Data records:
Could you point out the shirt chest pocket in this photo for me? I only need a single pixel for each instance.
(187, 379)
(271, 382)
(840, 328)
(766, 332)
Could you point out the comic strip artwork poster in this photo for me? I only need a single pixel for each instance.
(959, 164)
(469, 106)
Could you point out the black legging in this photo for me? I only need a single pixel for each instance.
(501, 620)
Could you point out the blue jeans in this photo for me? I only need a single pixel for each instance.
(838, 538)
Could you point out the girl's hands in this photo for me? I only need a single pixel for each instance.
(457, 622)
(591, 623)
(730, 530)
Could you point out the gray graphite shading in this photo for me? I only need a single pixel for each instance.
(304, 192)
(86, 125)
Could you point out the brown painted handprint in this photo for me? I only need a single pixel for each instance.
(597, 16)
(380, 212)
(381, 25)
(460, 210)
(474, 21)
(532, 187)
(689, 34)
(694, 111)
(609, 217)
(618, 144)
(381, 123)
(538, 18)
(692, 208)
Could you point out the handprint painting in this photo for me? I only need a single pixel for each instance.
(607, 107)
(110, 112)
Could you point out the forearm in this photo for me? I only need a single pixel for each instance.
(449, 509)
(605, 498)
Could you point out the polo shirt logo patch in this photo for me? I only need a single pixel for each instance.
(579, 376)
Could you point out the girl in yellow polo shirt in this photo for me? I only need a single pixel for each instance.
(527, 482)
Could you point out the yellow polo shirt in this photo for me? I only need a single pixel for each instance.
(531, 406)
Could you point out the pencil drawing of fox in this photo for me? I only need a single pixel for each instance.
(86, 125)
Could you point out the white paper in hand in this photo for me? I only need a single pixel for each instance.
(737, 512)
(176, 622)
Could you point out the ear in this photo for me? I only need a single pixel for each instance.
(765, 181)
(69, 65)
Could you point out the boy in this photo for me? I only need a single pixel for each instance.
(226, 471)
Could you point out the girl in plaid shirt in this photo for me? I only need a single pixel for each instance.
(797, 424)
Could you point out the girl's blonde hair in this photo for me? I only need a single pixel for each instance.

Brief: Render the portion of the records above that begins with the line containing "Could you point out the girl in yellow" and runs through the end of the records as a Markdown table with two columns, Number and Text, giving each line its own numbered row and omitting any blank lines.

Result of the task:
| Number | Text |
|---|---|
| 1 | Could you point out the girl in yellow polo shirt in this photo for me? I only need a single pixel for each instance. |
| 2 | (527, 482) |
| 3 | Could you point out the yellow polo shirt in this photo for me? I only need a single pixel for each instance. |
| 4 | (531, 406) |
| 5 | Could you point out the pencil drawing of fox in this photo for me? I only need a single pixel for each instance. |
| 6 | (86, 125) |
| 7 | Could you point out the white paper in hand in this photo for me? I only need a single pixel for each instance. |
| 8 | (737, 512) |
| 9 | (176, 622) |
| 10 | Could you point out the ear in this photo for me? I only need a single pixel for each instance. |
| 11 | (765, 181) |
| 12 | (69, 65) |
| 13 | Could you point out the boy in this photo for me? I only need a single pixel for each instance. |
| 14 | (226, 471) |
| 15 | Could you point out the girl in plaid shirt in this photo for me? I only need a single pixel for each instance. |
| 16 | (797, 424) |
| 17 | Could you point out the girl's blonde hair in this photo for me? I only need a single pixel for each instance. |